Make an exact copy of each entry, leaving out every picture.
***** INFORMATION GIVEN
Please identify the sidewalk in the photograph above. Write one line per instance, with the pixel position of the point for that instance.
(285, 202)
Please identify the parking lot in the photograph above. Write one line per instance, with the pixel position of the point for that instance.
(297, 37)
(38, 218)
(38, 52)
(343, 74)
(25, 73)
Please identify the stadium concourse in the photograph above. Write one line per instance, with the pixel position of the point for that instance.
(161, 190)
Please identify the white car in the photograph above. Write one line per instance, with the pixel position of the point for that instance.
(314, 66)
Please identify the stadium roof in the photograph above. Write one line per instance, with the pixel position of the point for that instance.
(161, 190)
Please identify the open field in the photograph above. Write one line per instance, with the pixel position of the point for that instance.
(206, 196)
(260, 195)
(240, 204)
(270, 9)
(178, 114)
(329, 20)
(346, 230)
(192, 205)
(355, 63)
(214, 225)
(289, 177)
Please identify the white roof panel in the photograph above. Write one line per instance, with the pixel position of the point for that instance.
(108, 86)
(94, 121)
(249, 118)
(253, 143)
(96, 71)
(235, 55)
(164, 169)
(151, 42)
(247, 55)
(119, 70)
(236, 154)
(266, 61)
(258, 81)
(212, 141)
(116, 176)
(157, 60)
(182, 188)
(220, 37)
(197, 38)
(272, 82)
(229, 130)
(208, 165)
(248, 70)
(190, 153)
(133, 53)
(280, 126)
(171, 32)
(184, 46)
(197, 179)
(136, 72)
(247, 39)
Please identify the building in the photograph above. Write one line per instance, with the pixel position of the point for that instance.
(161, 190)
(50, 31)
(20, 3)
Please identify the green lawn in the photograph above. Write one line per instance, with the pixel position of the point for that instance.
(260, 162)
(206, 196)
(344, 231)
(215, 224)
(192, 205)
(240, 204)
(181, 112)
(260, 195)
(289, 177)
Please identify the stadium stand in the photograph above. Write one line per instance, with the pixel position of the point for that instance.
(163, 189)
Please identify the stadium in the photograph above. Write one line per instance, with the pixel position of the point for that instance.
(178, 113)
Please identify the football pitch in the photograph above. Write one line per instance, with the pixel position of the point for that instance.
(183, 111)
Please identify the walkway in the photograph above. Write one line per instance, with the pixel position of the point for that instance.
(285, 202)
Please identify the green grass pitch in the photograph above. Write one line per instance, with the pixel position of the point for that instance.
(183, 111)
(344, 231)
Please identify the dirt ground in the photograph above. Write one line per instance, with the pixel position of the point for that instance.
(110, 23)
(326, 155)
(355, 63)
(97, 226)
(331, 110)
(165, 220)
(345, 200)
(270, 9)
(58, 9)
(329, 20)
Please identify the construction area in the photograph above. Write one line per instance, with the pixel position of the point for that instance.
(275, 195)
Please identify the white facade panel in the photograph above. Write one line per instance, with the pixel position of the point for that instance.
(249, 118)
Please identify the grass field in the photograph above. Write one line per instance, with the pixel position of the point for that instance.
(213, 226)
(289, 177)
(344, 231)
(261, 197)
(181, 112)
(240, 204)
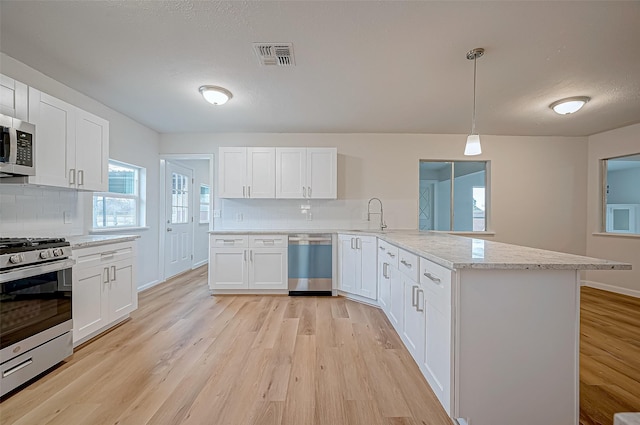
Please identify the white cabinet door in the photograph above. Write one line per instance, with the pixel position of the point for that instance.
(92, 152)
(348, 263)
(367, 280)
(123, 297)
(268, 268)
(384, 285)
(397, 299)
(261, 178)
(232, 164)
(291, 173)
(321, 178)
(13, 98)
(90, 301)
(55, 140)
(413, 328)
(228, 268)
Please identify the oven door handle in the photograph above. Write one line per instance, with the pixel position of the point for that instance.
(35, 270)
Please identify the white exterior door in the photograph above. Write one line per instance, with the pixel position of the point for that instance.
(179, 217)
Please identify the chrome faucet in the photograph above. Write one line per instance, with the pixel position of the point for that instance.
(369, 212)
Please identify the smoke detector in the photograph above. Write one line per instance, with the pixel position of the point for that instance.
(278, 54)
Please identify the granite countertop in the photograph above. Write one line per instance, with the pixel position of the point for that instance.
(458, 252)
(626, 419)
(95, 240)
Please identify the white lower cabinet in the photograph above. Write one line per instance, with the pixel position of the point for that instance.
(243, 263)
(358, 265)
(104, 288)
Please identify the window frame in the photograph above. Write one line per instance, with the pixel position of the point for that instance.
(487, 179)
(604, 191)
(138, 197)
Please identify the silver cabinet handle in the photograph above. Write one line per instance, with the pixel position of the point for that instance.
(418, 303)
(436, 279)
(408, 265)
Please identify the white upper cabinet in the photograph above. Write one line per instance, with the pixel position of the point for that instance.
(72, 146)
(246, 172)
(306, 173)
(13, 98)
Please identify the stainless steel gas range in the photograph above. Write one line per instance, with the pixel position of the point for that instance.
(35, 308)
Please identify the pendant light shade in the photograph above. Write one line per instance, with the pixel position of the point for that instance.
(473, 140)
(473, 145)
(215, 95)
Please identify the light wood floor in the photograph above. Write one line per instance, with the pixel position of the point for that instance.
(186, 357)
(609, 356)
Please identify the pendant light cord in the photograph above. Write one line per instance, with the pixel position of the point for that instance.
(473, 118)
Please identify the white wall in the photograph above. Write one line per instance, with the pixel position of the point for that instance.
(537, 190)
(622, 141)
(129, 142)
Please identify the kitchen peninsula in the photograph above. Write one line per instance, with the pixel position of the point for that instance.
(493, 327)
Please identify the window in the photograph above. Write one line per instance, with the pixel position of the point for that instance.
(122, 206)
(453, 196)
(205, 198)
(621, 194)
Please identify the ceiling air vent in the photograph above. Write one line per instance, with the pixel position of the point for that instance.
(279, 54)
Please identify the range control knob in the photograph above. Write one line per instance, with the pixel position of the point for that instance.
(15, 259)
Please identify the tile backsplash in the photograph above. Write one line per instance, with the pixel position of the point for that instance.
(31, 211)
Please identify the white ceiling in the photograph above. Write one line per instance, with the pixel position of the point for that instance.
(361, 66)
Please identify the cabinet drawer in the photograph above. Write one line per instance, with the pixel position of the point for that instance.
(388, 253)
(408, 264)
(437, 281)
(238, 241)
(94, 256)
(268, 241)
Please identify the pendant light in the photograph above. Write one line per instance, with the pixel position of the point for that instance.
(473, 140)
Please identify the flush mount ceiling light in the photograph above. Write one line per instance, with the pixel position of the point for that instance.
(216, 95)
(569, 105)
(473, 140)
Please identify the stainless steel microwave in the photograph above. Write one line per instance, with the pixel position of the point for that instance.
(17, 148)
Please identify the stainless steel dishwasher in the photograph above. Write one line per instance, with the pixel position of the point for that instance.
(310, 264)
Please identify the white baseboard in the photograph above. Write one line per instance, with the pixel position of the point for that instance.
(198, 264)
(605, 287)
(149, 285)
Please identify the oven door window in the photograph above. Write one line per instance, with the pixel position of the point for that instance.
(33, 304)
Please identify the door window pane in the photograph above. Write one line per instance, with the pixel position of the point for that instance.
**********
TASK RESPONSE
Please identify the sidewalk in the photograph above. Write one line per instance, with the pixel position of the point for that instance.
(285, 202)
Please identify the parking lot in the photograph above. Write one line per instance, with the pixel position of the point for that instance.
(297, 37)
(38, 218)
(38, 52)
(343, 74)
(25, 73)
Please identify the stadium concourse in the photograph above. Write one line per instance, with the pixel position of the point for that instance.
(161, 190)
Please identify the white car in the photograph above. Write one line per instance, with the pixel position of the point for that instance.
(314, 66)
Please identify the stadium roof in the photograph above. Write one line per instance, with the pixel position of the point for that instance.
(161, 190)
Please identify the open field in the photograph above. Write one line per instance, with the pixel position of the point for that instance.
(206, 196)
(260, 195)
(240, 204)
(270, 9)
(178, 114)
(329, 20)
(346, 230)
(192, 205)
(355, 63)
(214, 225)
(289, 177)
Please identify the white roof panel in the photograph above. Write one line per instance, with the pixel position of the point for that instance.
(108, 86)
(94, 121)
(249, 118)
(253, 143)
(96, 71)
(235, 55)
(164, 169)
(151, 42)
(247, 55)
(119, 70)
(236, 154)
(266, 61)
(258, 81)
(212, 141)
(116, 176)
(157, 60)
(182, 188)
(220, 37)
(197, 38)
(272, 82)
(229, 130)
(208, 165)
(248, 70)
(190, 153)
(133, 53)
(280, 126)
(171, 32)
(184, 46)
(197, 179)
(136, 72)
(247, 39)
Please identify the building in the photograph above. Write one line per instance, with the pixel position of the point for that instance.
(161, 190)
(50, 31)
(20, 3)
Please identify the green lawn in the photograph above. Write one line per instance, with the pixel position of the point for that instance.
(260, 162)
(206, 196)
(344, 231)
(215, 224)
(192, 205)
(240, 204)
(181, 112)
(260, 195)
(289, 177)
Please identify the stadium stand in the photograph above. Write one line per instance, with the pixel position of the point for that instance.
(163, 189)
Please identify the stadium in the photograph above. Write one line per instance, with the pixel position of the point for that instance.
(178, 113)
Please identify the football pitch in the photograph above. Write one line per instance, with the pixel position of the point for that instance.
(183, 111)
Please identify the walkway in the photograph above. Write one line per instance, with the pixel position of the point for that instance.
(285, 202)
Please identify the green grass pitch in the photograph above. Write one line per instance, with the pixel position of the point for that instance.
(183, 111)
(344, 231)
Please identify the dirt ground in the photograph above. Write one line per instance, with the pixel position of the point for that instance.
(110, 23)
(326, 155)
(355, 63)
(97, 226)
(331, 110)
(165, 220)
(345, 200)
(270, 9)
(58, 9)
(329, 20)
Please identify the construction area in the photograph above. Write one line per instance, with the pixel position of the point for that instance.
(275, 195)
Please identify the white facade panel in the photograph above. Write one line per instance, with the pixel position of the point for that instance.
(249, 118)
Please identify the grass field in the photograph above. Write one line per instance, with the pixel position of the point for that instance.
(213, 226)
(289, 177)
(344, 231)
(261, 197)
(181, 112)
(240, 204)
Please identify the white cabinet door in the photograph above. Write one line per instance, with the pixel position of the point for that instance.
(92, 152)
(348, 263)
(367, 280)
(123, 297)
(268, 268)
(384, 285)
(397, 299)
(261, 178)
(232, 164)
(291, 173)
(321, 178)
(13, 98)
(90, 301)
(55, 140)
(413, 328)
(228, 268)
Please identify the oven door handle in the photograph above. Write one line per instance, with the pixel position of the point for that instance.
(35, 270)
Please identify the white exterior door in the photograph above. Write one line per instance, with the pixel position of the point for that instance.
(179, 217)
Please identify the chrome faucet in the photograph above. Write one line per instance, with the pixel position of the point for that instance.
(369, 212)
Please identify the smoke detector in the photograph above. Write one line per instance, with the pixel position of the point for that instance.
(278, 54)
Please identify the granite countertop in the photograph above. Write one line per instance, with the pixel position of the point for that instance.
(458, 252)
(626, 419)
(95, 240)
Please identify the white lower cabinet in the photograph above. Write one line per instance, with the pixel position of the point for that instance.
(243, 263)
(358, 265)
(104, 288)
Please identify the window frame in the photograph above. Write one line per instance, with the pixel position of the point for that instance.
(487, 179)
(604, 191)
(138, 197)
Please identify the silver cabinet handle in the photograph above. Write one line per instance, with the pixel position of the point for that instance.
(418, 303)
(436, 279)
(408, 265)
Please identify the white upper cabinet in the photograph above. Write one line per instance, with the pixel position of the point for that instance.
(72, 146)
(246, 172)
(306, 173)
(13, 98)
Please identify the stainless steel gas range in the photograph above. Write one line per instance, with the pixel position of the point for that instance.
(35, 308)
Please identify the pendant light shade in the photograph above. Write one line per instance, with the pixel position of the point for that instance.
(473, 140)
(473, 145)
(215, 95)
Please identify the light wood floor in the photograph above. Write one line per instance, with the pixel position of the point for that instance.
(186, 357)
(609, 356)
Please identify the pendant light cord in the photograph above. Write one line per instance, with the pixel position of the point for that instance.
(473, 118)
Please identify the white wall in the photograph above. Write one line per instance, with the pixel position of the point for that instance.
(537, 190)
(622, 141)
(129, 142)
Please identify the kitchen peninsula in the photograph above. Write one line per instance, with the pixel position of the point for that instance.
(493, 327)
Please identify the window in the photograph above. Write one line per instance, with the pixel position of the point for that instance.
(122, 206)
(453, 196)
(205, 198)
(621, 194)
Please identify the ceiling air vent in the photograph above. Write one line per instance, with the pixel position of the point for that instance.
(279, 54)
Please identify the range control knob in the photograph above. Write one line per instance, with the pixel position of the point for that instance.
(15, 259)
Please identify the tile backsplash in the photograph above. Write one line per instance, with the pixel position of the point for that instance.
(31, 211)
Please identify the white ceiling in the photograph above. Write one line per instance, with the pixel position of the point for that instance.
(361, 66)
Please identify the cabinet drawer in the photograph above. Write one line per instance, with the pixel position of the point for that instance.
(388, 253)
(408, 264)
(437, 281)
(238, 241)
(94, 256)
(268, 241)
Please identify the pendant light in the photograph above. Write one line per instance, with the pixel position of the point for that instance.
(473, 140)
Please identify the flush mount ceiling light in the photograph above. Write one line per instance, with the pixel position of the point for that instance.
(216, 95)
(569, 105)
(473, 140)
Please identify the stainless steel microwave in the photograph above. Write one line per instance, with the pixel position of the point for that instance.
(17, 148)
Please identify the stainless steel dishwasher in the photograph above. Write one line per instance, with the pixel position of the point for that instance.
(310, 264)
Please identify the white baseboard in the photograph above. Write one line per instance, with the pixel position of the point for that instance.
(198, 264)
(605, 287)
(149, 285)
Please identify the oven door window in the photograph above. Write one line per instance, with the pixel position of the point for that instance.
(33, 304)
Please identify the door window pane in the photograph above. Write one line per instance, with the pixel position of the point for that instance.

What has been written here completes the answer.